Exercise data:
◇ ◇ ◇ ◇

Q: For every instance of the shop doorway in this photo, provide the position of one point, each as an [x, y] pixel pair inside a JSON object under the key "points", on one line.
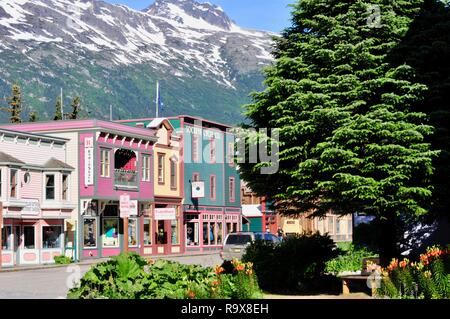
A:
{"points": [[162, 235], [17, 242]]}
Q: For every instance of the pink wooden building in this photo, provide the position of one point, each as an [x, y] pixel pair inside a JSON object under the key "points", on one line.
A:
{"points": [[35, 183], [111, 160]]}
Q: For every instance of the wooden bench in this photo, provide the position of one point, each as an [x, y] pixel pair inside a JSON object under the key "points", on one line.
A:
{"points": [[364, 276]]}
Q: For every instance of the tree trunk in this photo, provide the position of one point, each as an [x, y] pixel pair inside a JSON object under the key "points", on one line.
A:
{"points": [[388, 239]]}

◇ ◇ ◇ ◇

Task prompt: Give the entries above again word for word, without any pictures.

Answer to this problem:
Q: For every instance of the shop doorway in this photo, provide the position of one point, each as an [x, y] pixel pair inside a JSON object under the key "points", on one line.
A:
{"points": [[162, 235], [17, 242]]}
Q: For every instance of the pink wooden building in this photo, provide the position of one point, each as an [x, y] pixel pair inside a JSON object under the key "points", on one line.
A:
{"points": [[35, 183], [111, 160]]}
Q: For every instance of the wooden bench in this photo, provide the position of one point, each as an [x, y] pixel pair inside a JSON object under the key "points", on one line.
A:
{"points": [[364, 276]]}
Q: For every instance of the tree trunk in this photo, provide the position of one point, each as an [x, y] pixel pair inside a JSON object under the key "points", on one line.
A:
{"points": [[388, 239]]}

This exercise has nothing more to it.